## TO BE DONE
Output the stretch of the listing from its start through the line containing "[[71, 802], [764, 406], [762, 409]]" as a two-column CSV headed text and answer, with one row per text-and-answer pair and each value in a single quoted field with line breaks turned into spaces. Leave the pictures out.

## DATA ENTRIES
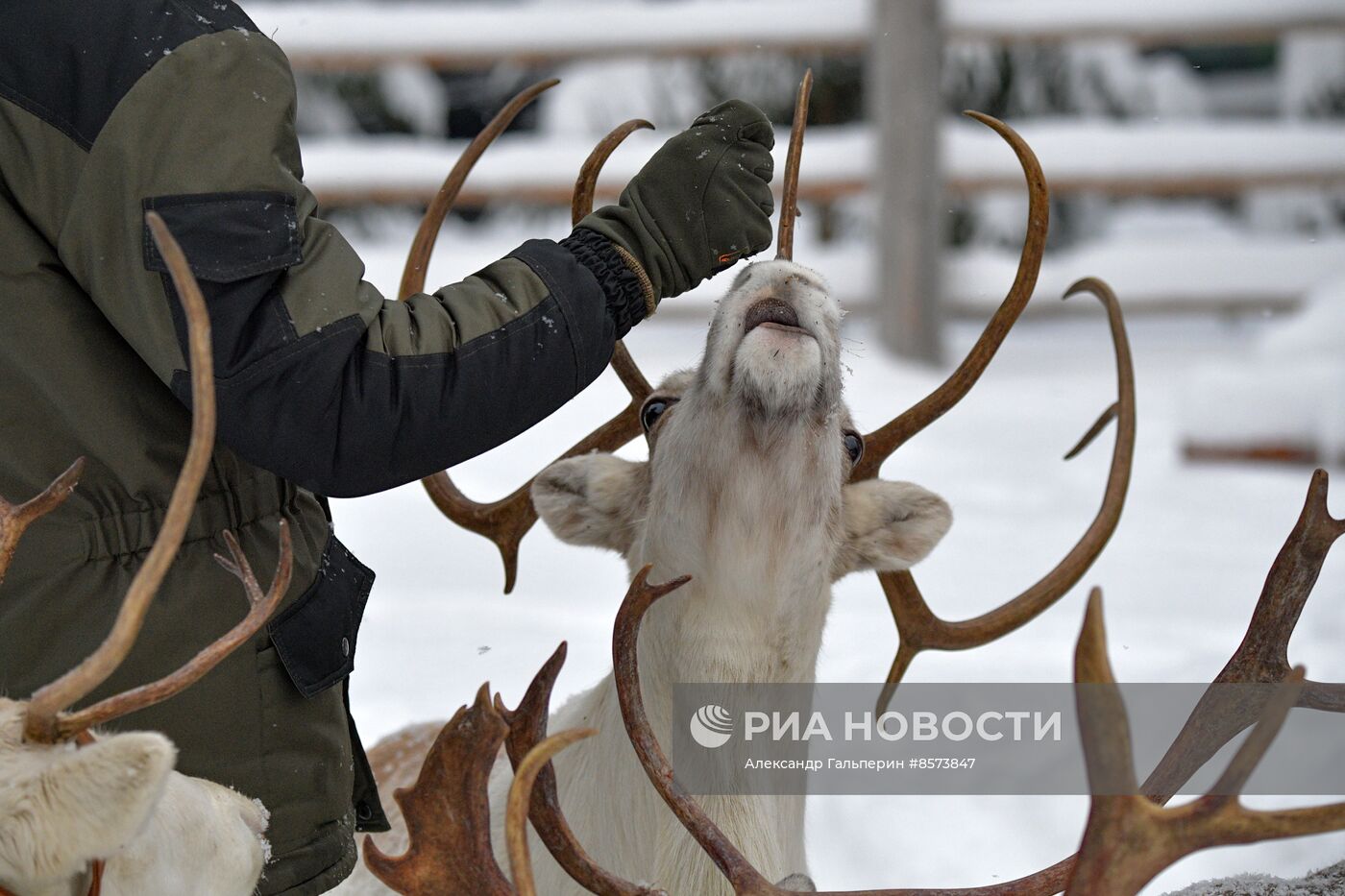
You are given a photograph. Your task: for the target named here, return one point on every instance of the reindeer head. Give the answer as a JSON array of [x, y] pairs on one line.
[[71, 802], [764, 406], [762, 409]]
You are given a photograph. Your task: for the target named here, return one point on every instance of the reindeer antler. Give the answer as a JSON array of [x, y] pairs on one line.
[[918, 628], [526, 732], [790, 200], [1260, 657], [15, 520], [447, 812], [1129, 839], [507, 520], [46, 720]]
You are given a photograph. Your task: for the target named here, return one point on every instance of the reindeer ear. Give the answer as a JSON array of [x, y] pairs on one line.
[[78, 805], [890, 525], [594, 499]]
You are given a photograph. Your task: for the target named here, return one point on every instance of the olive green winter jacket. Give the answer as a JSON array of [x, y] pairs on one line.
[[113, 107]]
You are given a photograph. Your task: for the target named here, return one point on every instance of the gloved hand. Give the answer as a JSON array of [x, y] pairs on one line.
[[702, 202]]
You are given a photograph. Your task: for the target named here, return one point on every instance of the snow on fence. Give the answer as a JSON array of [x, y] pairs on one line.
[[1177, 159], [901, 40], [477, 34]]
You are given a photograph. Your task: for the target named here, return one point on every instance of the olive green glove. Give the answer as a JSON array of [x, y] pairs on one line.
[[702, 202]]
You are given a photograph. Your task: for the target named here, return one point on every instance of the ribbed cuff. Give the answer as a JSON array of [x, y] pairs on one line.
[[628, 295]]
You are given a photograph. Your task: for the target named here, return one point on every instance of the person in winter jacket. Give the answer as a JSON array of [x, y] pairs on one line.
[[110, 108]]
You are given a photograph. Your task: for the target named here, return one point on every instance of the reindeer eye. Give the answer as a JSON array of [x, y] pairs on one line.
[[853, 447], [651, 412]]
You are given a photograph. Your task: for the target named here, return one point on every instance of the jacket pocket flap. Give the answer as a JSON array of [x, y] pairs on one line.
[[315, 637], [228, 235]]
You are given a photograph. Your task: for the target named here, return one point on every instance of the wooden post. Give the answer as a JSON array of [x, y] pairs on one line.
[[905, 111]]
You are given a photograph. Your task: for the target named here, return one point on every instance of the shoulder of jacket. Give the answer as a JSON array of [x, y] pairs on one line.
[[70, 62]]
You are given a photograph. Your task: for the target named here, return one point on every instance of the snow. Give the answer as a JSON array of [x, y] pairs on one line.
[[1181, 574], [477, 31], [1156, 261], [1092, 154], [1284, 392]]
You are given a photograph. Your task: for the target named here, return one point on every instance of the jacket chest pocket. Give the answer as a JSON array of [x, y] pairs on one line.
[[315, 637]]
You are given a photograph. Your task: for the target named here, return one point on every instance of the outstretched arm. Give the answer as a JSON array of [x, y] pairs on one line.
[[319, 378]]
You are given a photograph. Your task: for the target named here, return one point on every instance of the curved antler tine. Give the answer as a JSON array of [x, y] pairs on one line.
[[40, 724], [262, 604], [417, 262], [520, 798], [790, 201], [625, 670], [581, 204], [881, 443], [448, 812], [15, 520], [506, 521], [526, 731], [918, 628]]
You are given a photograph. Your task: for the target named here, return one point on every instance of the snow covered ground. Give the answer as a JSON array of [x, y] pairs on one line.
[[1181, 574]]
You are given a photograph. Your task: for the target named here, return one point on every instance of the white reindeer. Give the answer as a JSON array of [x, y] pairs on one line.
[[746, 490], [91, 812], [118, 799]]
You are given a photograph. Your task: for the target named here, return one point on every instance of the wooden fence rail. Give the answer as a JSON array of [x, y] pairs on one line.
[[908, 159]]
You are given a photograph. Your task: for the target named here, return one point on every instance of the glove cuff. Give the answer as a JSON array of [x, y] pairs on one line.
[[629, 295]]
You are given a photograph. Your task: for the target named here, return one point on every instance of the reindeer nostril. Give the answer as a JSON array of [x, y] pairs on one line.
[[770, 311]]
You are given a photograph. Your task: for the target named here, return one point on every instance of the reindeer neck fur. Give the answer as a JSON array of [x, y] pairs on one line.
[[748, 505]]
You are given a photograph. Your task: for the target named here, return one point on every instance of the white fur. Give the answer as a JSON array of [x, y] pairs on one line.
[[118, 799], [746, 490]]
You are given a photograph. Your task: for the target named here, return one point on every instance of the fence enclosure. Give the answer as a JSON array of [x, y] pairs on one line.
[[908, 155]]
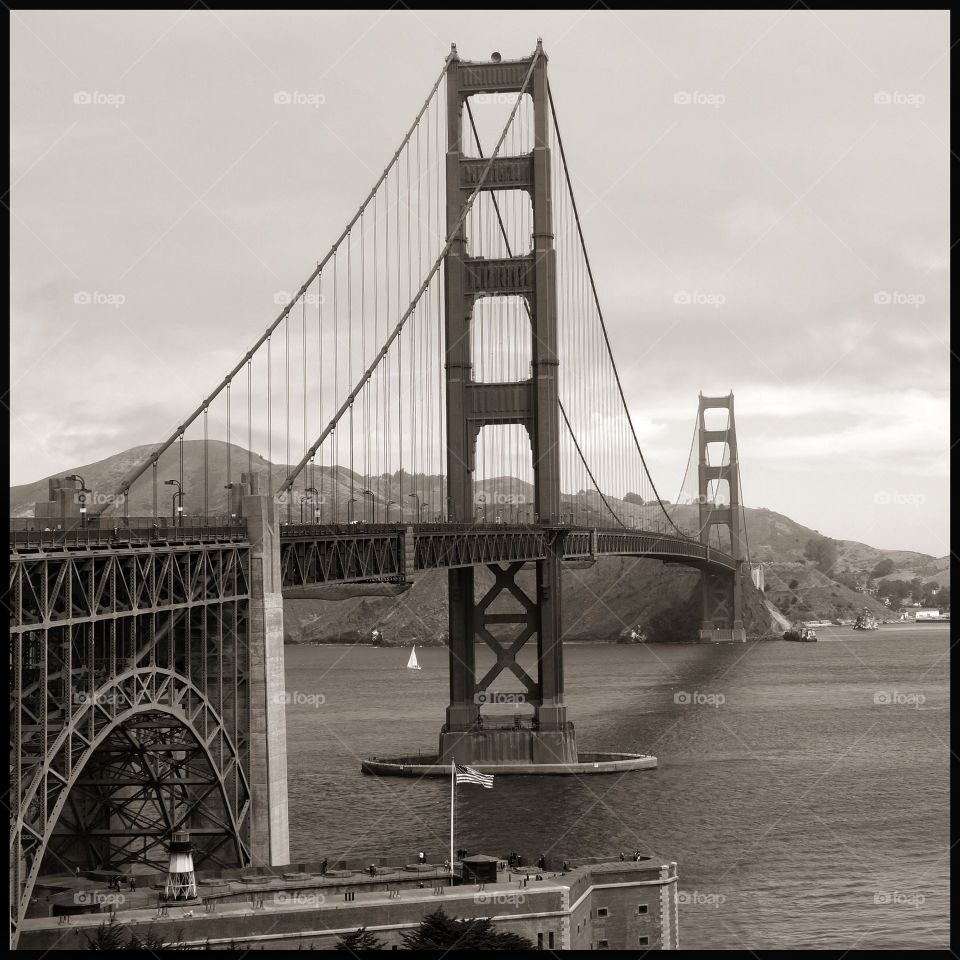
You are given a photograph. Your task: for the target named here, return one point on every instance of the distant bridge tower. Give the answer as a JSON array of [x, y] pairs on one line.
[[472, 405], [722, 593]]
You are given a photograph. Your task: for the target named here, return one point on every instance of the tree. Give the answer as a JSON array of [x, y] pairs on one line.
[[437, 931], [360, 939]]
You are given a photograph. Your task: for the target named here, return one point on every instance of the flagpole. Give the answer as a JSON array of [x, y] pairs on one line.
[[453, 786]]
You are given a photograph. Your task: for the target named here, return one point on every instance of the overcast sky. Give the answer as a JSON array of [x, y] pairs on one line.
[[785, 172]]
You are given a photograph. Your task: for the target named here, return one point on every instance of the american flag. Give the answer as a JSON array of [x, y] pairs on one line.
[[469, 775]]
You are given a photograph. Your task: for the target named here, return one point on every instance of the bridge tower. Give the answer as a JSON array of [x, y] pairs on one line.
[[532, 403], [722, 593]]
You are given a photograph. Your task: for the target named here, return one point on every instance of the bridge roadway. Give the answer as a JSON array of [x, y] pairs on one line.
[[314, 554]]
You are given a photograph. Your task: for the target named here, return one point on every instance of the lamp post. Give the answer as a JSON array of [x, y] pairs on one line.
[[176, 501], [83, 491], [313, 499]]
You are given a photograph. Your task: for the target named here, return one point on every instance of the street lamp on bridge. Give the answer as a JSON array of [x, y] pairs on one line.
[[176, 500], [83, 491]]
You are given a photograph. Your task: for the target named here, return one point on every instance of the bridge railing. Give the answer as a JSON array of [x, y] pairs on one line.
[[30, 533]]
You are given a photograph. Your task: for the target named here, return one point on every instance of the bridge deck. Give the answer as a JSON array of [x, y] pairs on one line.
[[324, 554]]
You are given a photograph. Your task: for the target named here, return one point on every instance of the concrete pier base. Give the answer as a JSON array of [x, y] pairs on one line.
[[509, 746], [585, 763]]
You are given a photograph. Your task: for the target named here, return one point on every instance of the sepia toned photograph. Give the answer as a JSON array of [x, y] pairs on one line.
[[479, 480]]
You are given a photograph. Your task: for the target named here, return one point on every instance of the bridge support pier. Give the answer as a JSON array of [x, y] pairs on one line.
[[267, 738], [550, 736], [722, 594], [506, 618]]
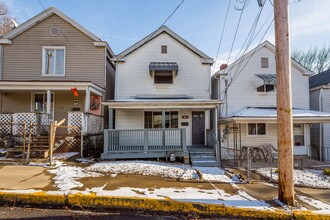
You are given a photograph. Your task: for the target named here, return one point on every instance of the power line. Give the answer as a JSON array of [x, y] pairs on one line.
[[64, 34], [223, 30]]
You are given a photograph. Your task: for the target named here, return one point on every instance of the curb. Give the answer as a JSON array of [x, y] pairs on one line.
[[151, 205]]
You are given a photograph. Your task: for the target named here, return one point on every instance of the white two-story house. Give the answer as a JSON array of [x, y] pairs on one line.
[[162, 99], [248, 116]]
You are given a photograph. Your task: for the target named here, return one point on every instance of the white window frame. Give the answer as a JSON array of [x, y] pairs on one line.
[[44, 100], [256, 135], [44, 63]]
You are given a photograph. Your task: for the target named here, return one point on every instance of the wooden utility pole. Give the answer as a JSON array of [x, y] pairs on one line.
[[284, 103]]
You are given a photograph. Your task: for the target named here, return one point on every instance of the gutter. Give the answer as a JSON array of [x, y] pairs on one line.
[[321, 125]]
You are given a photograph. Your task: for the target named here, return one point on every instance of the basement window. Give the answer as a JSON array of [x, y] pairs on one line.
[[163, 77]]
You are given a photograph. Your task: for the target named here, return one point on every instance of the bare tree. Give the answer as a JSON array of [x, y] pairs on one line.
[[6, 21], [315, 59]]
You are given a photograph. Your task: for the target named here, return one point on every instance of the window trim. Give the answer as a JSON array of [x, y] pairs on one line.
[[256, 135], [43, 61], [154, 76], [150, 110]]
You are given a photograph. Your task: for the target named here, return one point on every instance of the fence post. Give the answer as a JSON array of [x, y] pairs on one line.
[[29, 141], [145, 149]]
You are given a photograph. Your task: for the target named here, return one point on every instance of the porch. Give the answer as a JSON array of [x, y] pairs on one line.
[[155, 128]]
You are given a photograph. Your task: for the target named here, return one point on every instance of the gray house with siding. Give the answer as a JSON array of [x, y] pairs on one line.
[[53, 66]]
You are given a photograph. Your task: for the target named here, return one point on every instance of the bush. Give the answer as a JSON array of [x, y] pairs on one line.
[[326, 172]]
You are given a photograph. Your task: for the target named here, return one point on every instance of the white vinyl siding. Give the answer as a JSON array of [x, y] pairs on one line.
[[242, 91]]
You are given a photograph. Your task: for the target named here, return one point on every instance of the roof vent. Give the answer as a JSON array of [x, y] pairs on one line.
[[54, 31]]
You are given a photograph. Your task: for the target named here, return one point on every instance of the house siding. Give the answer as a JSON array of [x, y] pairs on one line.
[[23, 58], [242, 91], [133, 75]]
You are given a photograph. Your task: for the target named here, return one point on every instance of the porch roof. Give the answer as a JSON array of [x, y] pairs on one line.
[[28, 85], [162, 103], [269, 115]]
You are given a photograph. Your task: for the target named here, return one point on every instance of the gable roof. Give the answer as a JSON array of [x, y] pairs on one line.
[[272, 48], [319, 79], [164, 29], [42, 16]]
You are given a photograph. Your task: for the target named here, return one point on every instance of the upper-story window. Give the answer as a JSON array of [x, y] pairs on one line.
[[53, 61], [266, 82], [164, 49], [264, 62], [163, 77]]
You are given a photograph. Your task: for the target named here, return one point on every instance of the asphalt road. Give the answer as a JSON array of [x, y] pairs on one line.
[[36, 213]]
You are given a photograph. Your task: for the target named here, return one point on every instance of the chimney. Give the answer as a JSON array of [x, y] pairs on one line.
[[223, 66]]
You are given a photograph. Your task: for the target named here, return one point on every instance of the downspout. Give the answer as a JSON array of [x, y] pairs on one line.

## SOLUTION
text,answer
"You are given a photograph. Your task: for the target named here, return one point on every instance of the reindeer head. Give the answer as a JSON array of [x, y] pairs on one line.","[[71, 802], [764, 406], [762, 409]]"